--- START ---
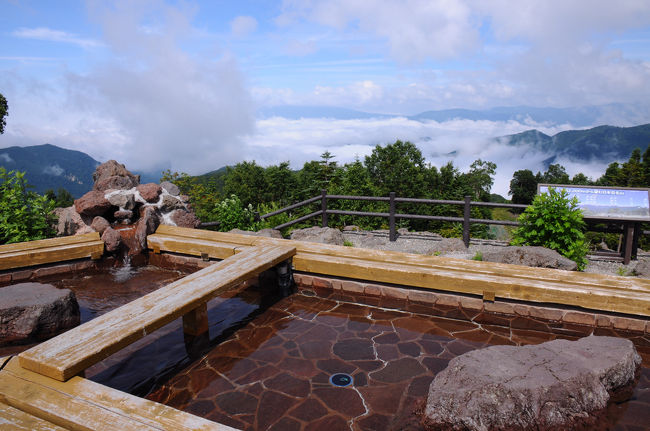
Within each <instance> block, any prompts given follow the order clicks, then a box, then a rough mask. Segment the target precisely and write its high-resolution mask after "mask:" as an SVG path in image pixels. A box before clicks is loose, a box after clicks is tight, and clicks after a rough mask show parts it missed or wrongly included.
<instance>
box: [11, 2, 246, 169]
mask: <svg viewBox="0 0 650 431" xmlns="http://www.w3.org/2000/svg"><path fill="white" fill-rule="evenodd" d="M147 4H148V5H149V6H151V8H150V9H149V8H148V7H147V8H145V7H144V6H143V5H142V4H140V3H137V2H122V3H116V4H114V5H111V6H105V5H104V3H103V2H97V3H95V4H91V5H90V11H91V13H92V14H93V16H94V17H95V19H96V20H97V24H98V25H99V26H101V28H102V32H103V35H104V40H103V42H104V43H105V44H106V46H107V48H108V49H110V50H111V52H112V54H113V56H111V57H108V58H107V59H105V60H103V61H102V62H94V63H91V65H90V67H89V68H88V69H89V70H88V72H84V73H80V72H68V73H67V74H66V75H64V76H62V77H59V78H55V79H51V80H49V81H45V80H35V79H30V78H26V77H25V76H21V75H13V74H7V75H4V76H3V75H2V74H0V88H3V93H4V94H5V96H6V97H7V99H8V100H9V103H10V105H11V117H10V121H9V122H8V127H7V130H6V133H5V134H4V135H2V137H1V138H0V139H2V141H3V142H4V143H6V144H14V145H37V144H43V143H46V142H48V143H51V144H53V145H59V146H62V147H65V148H70V149H77V150H81V151H84V152H86V153H88V154H89V155H91V156H92V157H93V158H95V159H97V160H100V161H105V160H108V159H116V160H119V161H120V162H121V163H125V164H126V165H127V167H128V168H129V169H132V170H161V169H164V168H172V169H174V170H179V171H185V172H188V173H202V172H206V171H208V170H212V169H216V168H219V167H221V166H223V165H225V164H229V163H234V162H237V161H238V160H239V159H240V150H239V148H240V138H239V136H240V135H243V134H247V133H249V132H250V131H251V130H252V129H253V126H254V120H253V107H252V102H251V100H250V95H249V93H248V91H247V89H246V84H245V81H244V78H243V75H242V73H241V72H240V70H239V68H238V65H237V62H236V61H235V59H234V58H233V57H232V56H231V55H228V54H227V53H222V54H221V55H219V56H214V55H212V56H206V55H204V56H201V57H195V56H192V55H190V54H188V53H186V52H185V51H184V50H183V49H182V48H181V46H182V45H183V43H184V42H186V41H187V40H188V38H189V37H190V36H192V35H193V31H194V29H193V27H192V25H191V19H192V13H193V11H192V10H184V9H176V8H174V7H169V6H166V5H164V4H163V3H162V2H156V1H154V2H153V3H151V2H149V3H147ZM154 6H157V7H154ZM152 28H155V29H157V30H156V31H152V30H151V29H152ZM3 82H9V83H10V85H9V86H7V87H5V86H4V84H3ZM5 88H7V90H4V89H5ZM6 144H5V145H6Z"/></svg>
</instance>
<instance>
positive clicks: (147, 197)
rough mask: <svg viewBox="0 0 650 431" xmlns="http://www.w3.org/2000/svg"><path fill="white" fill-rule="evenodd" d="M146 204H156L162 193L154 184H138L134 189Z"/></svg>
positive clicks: (160, 190)
mask: <svg viewBox="0 0 650 431" xmlns="http://www.w3.org/2000/svg"><path fill="white" fill-rule="evenodd" d="M135 189H136V190H137V191H138V192H139V193H140V196H142V199H144V200H145V201H147V202H150V203H155V202H158V197H159V196H160V193H162V188H161V187H160V186H159V185H158V184H156V183H147V184H140V185H139V186H137V187H136V188H135Z"/></svg>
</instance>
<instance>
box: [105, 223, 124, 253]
mask: <svg viewBox="0 0 650 431" xmlns="http://www.w3.org/2000/svg"><path fill="white" fill-rule="evenodd" d="M102 241H104V247H106V251H108V252H114V251H116V250H117V249H119V248H120V244H122V237H121V236H120V233H119V232H118V231H116V230H115V229H113V228H112V227H108V228H106V229H105V230H104V233H103V234H102Z"/></svg>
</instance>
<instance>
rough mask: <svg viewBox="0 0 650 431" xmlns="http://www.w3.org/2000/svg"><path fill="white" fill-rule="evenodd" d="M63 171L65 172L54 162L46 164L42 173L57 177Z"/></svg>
mask: <svg viewBox="0 0 650 431" xmlns="http://www.w3.org/2000/svg"><path fill="white" fill-rule="evenodd" d="M64 172H65V170H64V169H63V168H62V167H61V166H59V165H56V164H54V165H50V166H46V167H45V168H44V169H43V173H44V174H47V175H54V176H55V177H59V176H61V175H63V173H64Z"/></svg>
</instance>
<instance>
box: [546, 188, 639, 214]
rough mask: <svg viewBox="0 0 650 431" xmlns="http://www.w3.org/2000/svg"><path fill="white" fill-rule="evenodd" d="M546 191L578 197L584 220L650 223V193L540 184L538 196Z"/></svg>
mask: <svg viewBox="0 0 650 431" xmlns="http://www.w3.org/2000/svg"><path fill="white" fill-rule="evenodd" d="M549 187H553V188H555V189H564V190H566V191H567V193H568V194H569V197H570V198H572V197H574V196H575V197H577V198H578V202H579V204H578V205H579V207H580V209H582V212H583V214H584V217H585V218H591V219H613V220H629V221H650V204H649V197H650V189H641V188H617V187H595V186H570V185H561V184H539V185H538V186H537V192H538V193H546V192H548V188H549Z"/></svg>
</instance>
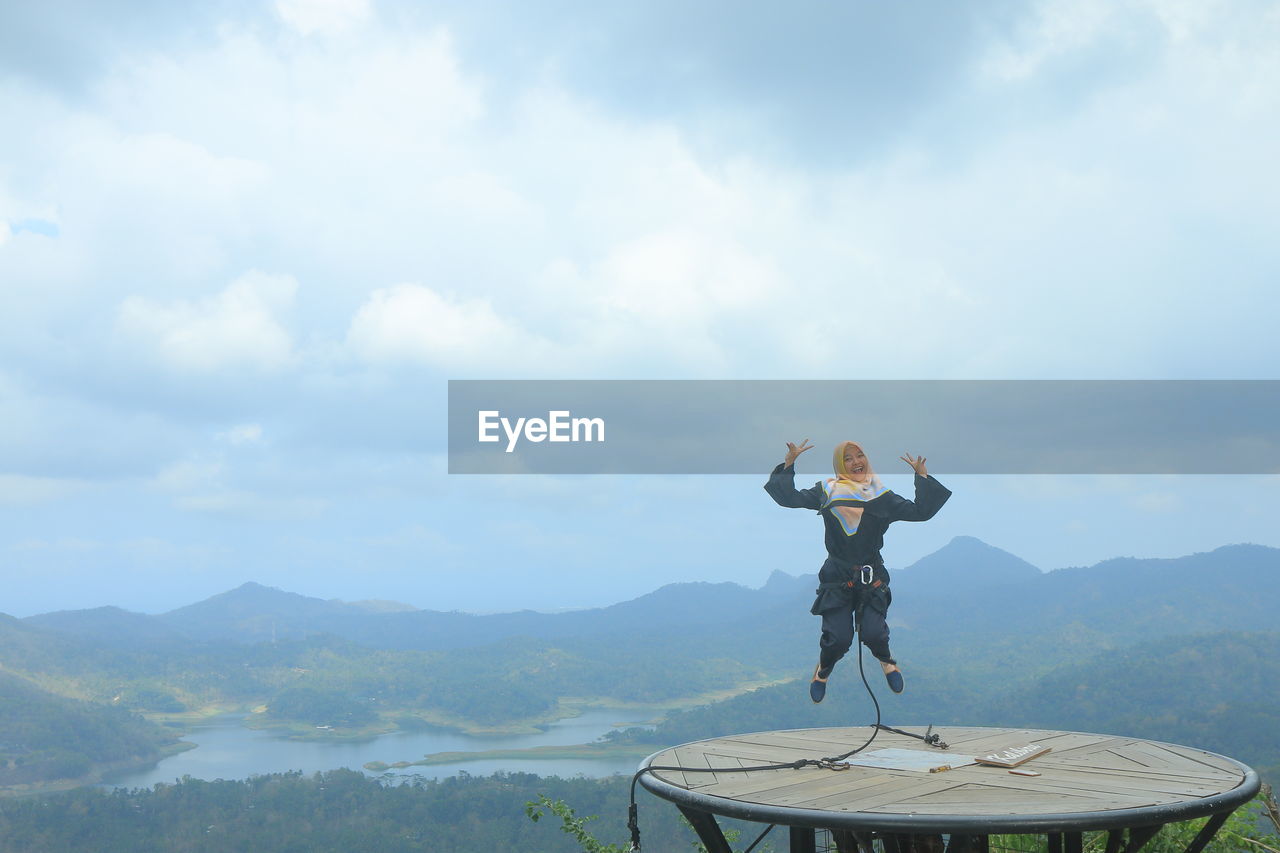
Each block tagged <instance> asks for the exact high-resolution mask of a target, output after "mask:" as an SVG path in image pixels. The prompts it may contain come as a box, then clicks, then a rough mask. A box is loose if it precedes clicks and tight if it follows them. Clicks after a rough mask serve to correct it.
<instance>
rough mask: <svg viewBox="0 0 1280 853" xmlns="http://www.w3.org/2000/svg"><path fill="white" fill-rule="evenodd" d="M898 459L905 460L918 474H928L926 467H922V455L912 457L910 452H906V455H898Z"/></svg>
mask: <svg viewBox="0 0 1280 853" xmlns="http://www.w3.org/2000/svg"><path fill="white" fill-rule="evenodd" d="M899 459H900V460H902V461H904V462H906V464H908V465H910V466H911V470H913V471H915V473H916V475H918V476H928V475H929V471H928V469H927V467H924V457H923V456H915V457H913V456H911V455H910V453H908V455H906V456H899Z"/></svg>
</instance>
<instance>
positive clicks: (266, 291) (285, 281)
mask: <svg viewBox="0 0 1280 853" xmlns="http://www.w3.org/2000/svg"><path fill="white" fill-rule="evenodd" d="M297 288H298V283H297V280H296V279H294V278H293V277H292V275H268V274H265V273H259V272H251V273H247V274H244V275H242V277H241V278H238V279H236V280H234V282H232V283H230V284H229V286H228V287H227V288H225V289H223V291H221V292H220V293H218V295H215V296H211V297H206V298H204V300H197V301H177V302H169V304H159V302H155V301H151V300H147V298H142V297H137V296H133V297H129V298H127V300H125V301H124V302H123V304H122V305H120V307H119V313H118V316H116V329H118V332H119V333H120V334H122V336H123V337H124V338H127V339H129V341H132V342H134V343H137V345H138V346H140V347H142V348H143V351H146V352H151V353H154V355H156V356H159V359H160V360H161V361H163V362H164V365H165V366H168V368H172V369H174V370H179V371H196V373H209V371H215V370H223V369H229V368H248V369H253V370H261V371H269V373H270V371H279V370H283V369H285V368H289V366H291V365H293V364H294V361H296V360H297V355H296V353H294V350H293V339H292V336H291V334H289V332H288V329H285V328H284V325H283V324H282V323H280V319H279V316H278V315H280V314H284V313H287V311H288V310H289V309H291V307H292V306H293V297H294V293H296V292H297Z"/></svg>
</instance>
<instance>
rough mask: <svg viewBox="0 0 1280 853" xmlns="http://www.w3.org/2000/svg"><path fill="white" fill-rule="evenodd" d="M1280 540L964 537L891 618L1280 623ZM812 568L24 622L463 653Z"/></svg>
mask: <svg viewBox="0 0 1280 853" xmlns="http://www.w3.org/2000/svg"><path fill="white" fill-rule="evenodd" d="M1277 570H1280V549H1276V548H1267V547H1263V546H1253V544H1236V546H1225V547H1221V548H1217V549H1215V551H1211V552H1206V553H1196V555H1189V556H1185V557H1176V558H1148V560H1139V558H1132V557H1120V558H1114V560H1107V561H1103V562H1100V564H1097V565H1093V566H1085V567H1073V569H1060V570H1056V571H1050V573H1042V571H1039V570H1038V569H1037V567H1036V566H1033V565H1030V564H1028V562H1025V561H1024V560H1020V558H1019V557H1016V556H1014V555H1011V553H1009V552H1006V551H1002V549H1000V548H996V547H993V546H989V544H987V543H984V542H980V540H979V539H975V538H973V537H957V538H955V539H954V540H951V542H950V543H948V544H947V546H945V547H943V548H941V549H938V551H937V552H934V553H931V555H928V556H927V557H924V558H922V560H919V561H918V562H916V564H914V565H911V566H909V567H906V569H901V570H897V571H895V573H893V580H892V584H891V585H892V589H893V590H895V603H893V608H892V610H891V625H893V626H895V629H897V630H899V631H900V633H901V631H911V630H915V629H919V628H923V626H928V628H929V629H931V633H932V631H942V633H943V634H946V635H972V634H975V633H979V634H980V633H989V631H992V630H993V629H995V628H996V626H997V625H998V633H1000V634H1015V635H1016V634H1024V633H1025V634H1034V633H1039V631H1044V630H1047V629H1050V628H1053V626H1064V625H1075V626H1078V629H1079V630H1080V631H1103V633H1106V634H1108V635H1115V637H1121V638H1134V639H1137V638H1148V637H1161V635H1167V634H1187V633H1198V631H1215V630H1225V629H1228V628H1230V629H1235V630H1274V629H1275V628H1276V626H1277V624H1280V620H1277V617H1276V613H1277V612H1280V571H1277ZM815 583H817V578H815V576H814V575H800V576H791V575H787V574H785V573H781V571H776V573H773V575H772V576H769V579H768V581H767V583H765V584H764V585H763V587H760V588H759V589H749V588H745V587H741V585H739V584H732V583H680V584H669V585H666V587H662V588H660V589H657V590H654V592H652V593H649V594H645V596H641V597H639V598H635V599H632V601H626V602H621V603H617V605H612V606H608V607H599V608H591V610H580V611H570V612H559V613H541V612H535V611H520V612H511V613H492V615H475V613H463V612H442V611H430V610H396V608H394V605H392V606H388V605H385V603H381V605H380V606H370V605H367V603H347V602H340V601H325V599H320V598H311V597H307V596H301V594H297V593H292V592H284V590H280V589H274V588H270V587H262V585H260V584H255V583H247V584H243V585H242V587H238V588H236V589H232V590H229V592H225V593H221V594H218V596H214V597H211V598H207V599H205V601H201V602H197V603H193V605H188V606H186V607H179V608H177V610H173V611H169V612H166V613H160V615H155V616H150V615H145V613H134V612H129V611H124V610H120V608H118V607H99V608H92V610H79V611H59V612H52V613H42V615H38V616H29V617H27V619H24V620H22V621H23V622H24V624H27V625H31V626H35V628H42V629H47V630H54V631H58V633H61V634H72V635H78V637H82V638H86V639H92V640H93V642H96V643H102V644H106V646H113V647H129V648H136V647H140V646H141V647H145V646H148V644H156V643H174V642H182V640H191V642H210V640H229V642H236V643H244V644H252V643H260V642H271V640H276V642H282V640H294V639H303V638H308V637H320V635H330V637H337V638H342V639H346V640H349V642H352V643H357V644H361V646H366V647H370V648H388V649H424V651H428V649H451V648H467V647H476V646H484V644H490V643H494V642H499V640H503V639H507V638H512V637H535V638H541V639H563V638H581V637H594V635H603V634H609V635H618V634H630V633H634V631H662V630H676V629H680V630H690V629H692V630H696V631H717V630H721V631H723V630H731V625H735V624H741V622H748V621H750V622H758V624H764V625H771V624H780V622H781V624H783V625H787V624H804V625H806V626H808V617H806V613H808V607H809V605H810V603H812V601H813V590H814V587H815Z"/></svg>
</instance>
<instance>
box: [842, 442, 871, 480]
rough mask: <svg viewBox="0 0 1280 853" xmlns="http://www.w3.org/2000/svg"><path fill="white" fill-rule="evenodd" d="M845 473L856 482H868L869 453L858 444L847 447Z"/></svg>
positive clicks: (845, 458) (851, 479)
mask: <svg viewBox="0 0 1280 853" xmlns="http://www.w3.org/2000/svg"><path fill="white" fill-rule="evenodd" d="M845 473H846V474H849V478H850V479H851V480H854V482H855V483H865V482H867V455H865V453H863V451H861V450H859V448H858V446H856V444H850V446H849V447H846V448H845Z"/></svg>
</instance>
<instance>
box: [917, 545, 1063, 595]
mask: <svg viewBox="0 0 1280 853" xmlns="http://www.w3.org/2000/svg"><path fill="white" fill-rule="evenodd" d="M1041 574H1043V573H1041V570H1039V569H1038V567H1036V566H1033V565H1032V564H1029V562H1027V561H1025V560H1023V558H1021V557H1019V556H1016V555H1012V553H1009V552H1007V551H1005V549H1002V548H997V547H996V546H993V544H987V543H986V542H983V540H982V539H978V538H977V537H955V538H954V539H951V542H948V543H947V544H945V546H942V547H941V548H938V549H937V551H934V552H933V553H931V555H928V556H925V557H922V558H920V560H918V561H915V562H914V564H911V565H910V566H908V567H906V569H905V570H904V573H902V578H904V580H909V581H929V583H931V584H937V585H940V587H942V588H954V587H961V585H963V587H966V588H973V587H987V585H997V584H1009V583H1018V581H1023V580H1029V579H1032V578H1038V576H1039V575H1041Z"/></svg>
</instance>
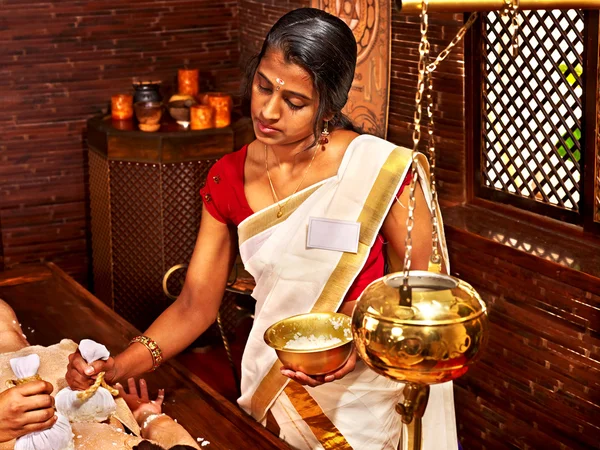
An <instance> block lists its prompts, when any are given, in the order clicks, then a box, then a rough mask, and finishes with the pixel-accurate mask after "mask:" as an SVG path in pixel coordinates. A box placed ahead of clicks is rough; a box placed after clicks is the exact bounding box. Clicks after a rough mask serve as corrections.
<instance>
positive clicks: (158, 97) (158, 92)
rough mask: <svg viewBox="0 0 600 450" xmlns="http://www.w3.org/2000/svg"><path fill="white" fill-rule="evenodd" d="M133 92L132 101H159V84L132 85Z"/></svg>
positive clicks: (139, 84) (159, 95)
mask: <svg viewBox="0 0 600 450" xmlns="http://www.w3.org/2000/svg"><path fill="white" fill-rule="evenodd" d="M133 87H134V89H135V92H134V93H133V103H138V102H160V101H161V97H160V93H159V92H158V89H159V88H160V85H159V84H153V83H144V84H142V83H140V84H134V85H133Z"/></svg>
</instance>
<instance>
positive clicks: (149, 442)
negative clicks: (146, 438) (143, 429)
mask: <svg viewBox="0 0 600 450" xmlns="http://www.w3.org/2000/svg"><path fill="white" fill-rule="evenodd" d="M133 450H165V449H164V448H162V447H161V446H160V445H156V444H153V443H152V442H150V441H146V440H143V441H142V442H140V443H139V444H137V445H135V446H134V447H133Z"/></svg>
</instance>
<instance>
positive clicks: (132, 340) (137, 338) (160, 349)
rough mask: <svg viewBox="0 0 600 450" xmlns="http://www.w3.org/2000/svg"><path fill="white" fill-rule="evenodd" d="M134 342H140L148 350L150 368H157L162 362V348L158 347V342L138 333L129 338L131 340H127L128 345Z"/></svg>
mask: <svg viewBox="0 0 600 450" xmlns="http://www.w3.org/2000/svg"><path fill="white" fill-rule="evenodd" d="M136 342H139V343H140V344H142V345H143V346H144V347H146V348H147V349H148V351H149V352H150V355H151V356H152V370H156V369H158V368H159V366H160V365H161V364H162V362H163V357H162V350H161V349H160V347H159V346H158V344H157V343H156V342H155V341H154V340H153V339H151V338H149V337H148V336H143V335H140V336H136V337H134V338H133V339H132V340H131V342H129V345H131V344H134V343H136Z"/></svg>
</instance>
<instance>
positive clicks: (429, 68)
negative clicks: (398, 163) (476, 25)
mask: <svg viewBox="0 0 600 450" xmlns="http://www.w3.org/2000/svg"><path fill="white" fill-rule="evenodd" d="M505 1H512V2H515V1H516V2H518V1H519V0H505ZM428 7H429V0H423V1H422V6H421V29H420V30H421V41H420V43H419V65H418V81H417V92H416V94H415V106H416V107H415V113H414V130H413V154H412V160H411V182H410V194H409V200H408V218H407V221H406V228H407V233H406V241H405V248H406V250H405V254H404V286H405V287H407V286H408V273H409V271H410V266H411V257H412V230H413V227H414V210H415V188H416V184H417V159H416V157H417V147H418V144H419V141H420V140H421V116H422V105H421V103H422V99H423V94H424V93H425V94H426V95H427V117H428V119H429V124H428V125H429V127H428V130H427V132H428V135H429V136H428V143H427V151H428V153H429V158H430V186H431V222H432V247H433V248H432V253H431V262H432V263H434V264H439V263H440V262H441V256H440V253H439V249H438V243H439V232H438V227H439V223H438V220H437V214H436V209H437V198H438V196H437V183H436V180H435V162H436V161H435V140H434V136H433V127H434V121H433V76H432V72H433V71H435V69H436V68H437V66H438V65H439V64H440V63H441V62H442V61H443V60H444V59H446V57H447V56H448V55H449V54H450V52H451V51H452V49H453V48H454V47H455V46H456V44H458V43H459V42H460V40H461V39H462V38H463V37H464V35H465V33H466V32H467V30H468V29H469V28H470V27H471V26H472V25H473V23H475V21H476V20H477V17H478V14H477V13H473V14H471V15H470V17H469V19H468V20H467V22H466V23H465V24H464V25H463V26H462V27H461V28H460V30H459V31H458V33H457V34H456V36H455V37H454V39H452V41H451V42H450V44H448V46H447V47H446V48H445V49H444V50H443V51H442V52H440V54H439V55H438V56H437V58H436V59H435V61H434V62H433V63H431V64H429V58H430V44H429V41H428V39H427V32H428V28H429V17H428V12H427V11H428Z"/></svg>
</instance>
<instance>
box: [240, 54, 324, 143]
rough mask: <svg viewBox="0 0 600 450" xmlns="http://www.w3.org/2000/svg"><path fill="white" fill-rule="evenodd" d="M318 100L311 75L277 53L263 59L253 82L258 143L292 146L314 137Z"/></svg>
mask: <svg viewBox="0 0 600 450" xmlns="http://www.w3.org/2000/svg"><path fill="white" fill-rule="evenodd" d="M318 106H319V99H318V96H317V92H316V91H315V88H314V86H313V81H312V78H311V76H310V74H309V73H308V72H307V71H306V70H304V69H303V68H302V67H300V66H298V65H296V64H292V63H289V62H286V61H285V59H284V57H283V53H282V52H281V51H279V50H269V51H267V52H266V54H265V55H264V56H263V58H262V60H261V61H260V64H259V65H258V68H257V69H256V73H255V75H254V80H253V81H252V103H251V112H252V121H253V124H254V132H255V134H256V137H257V138H258V140H260V141H261V142H264V143H265V144H269V145H286V144H295V143H298V142H300V141H302V140H306V139H307V138H310V139H311V140H312V139H314V137H313V124H314V122H315V119H316V115H317V109H318Z"/></svg>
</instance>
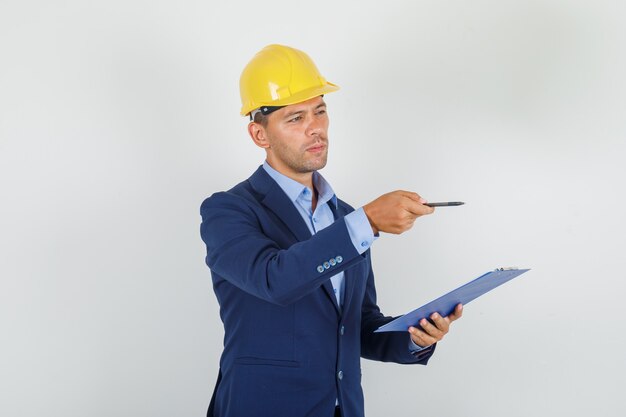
--- END ---
**The problem**
From the data above, output only the lines between the line containing "box: [105, 223, 124, 253]" and the line containing "box: [546, 188, 639, 214]", inclusive, exactly as written.

**Solution to this problem**
box: [105, 223, 124, 253]
mask: <svg viewBox="0 0 650 431" xmlns="http://www.w3.org/2000/svg"><path fill="white" fill-rule="evenodd" d="M102 241H104V247H106V251H108V252H114V251H116V250H117V249H119V248H120V244H122V237H121V236H120V233H119V232H118V231H116V230H115V229H113V228H112V227H108V228H106V229H105V230H104V233H103V234H102Z"/></svg>
</instance>
<instance>
rough mask: <svg viewBox="0 0 650 431" xmlns="http://www.w3.org/2000/svg"><path fill="white" fill-rule="evenodd" d="M63 171L65 172L54 162L46 164L42 173L57 177Z"/></svg>
mask: <svg viewBox="0 0 650 431" xmlns="http://www.w3.org/2000/svg"><path fill="white" fill-rule="evenodd" d="M64 172H65V170H64V169H63V168H62V167H61V166H59V165H56V164H54V165H50V166H46V167H45V168H44V169H43V173H44V174H47V175H54V176H55V177H59V176H61V175H63V173H64Z"/></svg>
</instance>
<instance>
box: [546, 188, 639, 214]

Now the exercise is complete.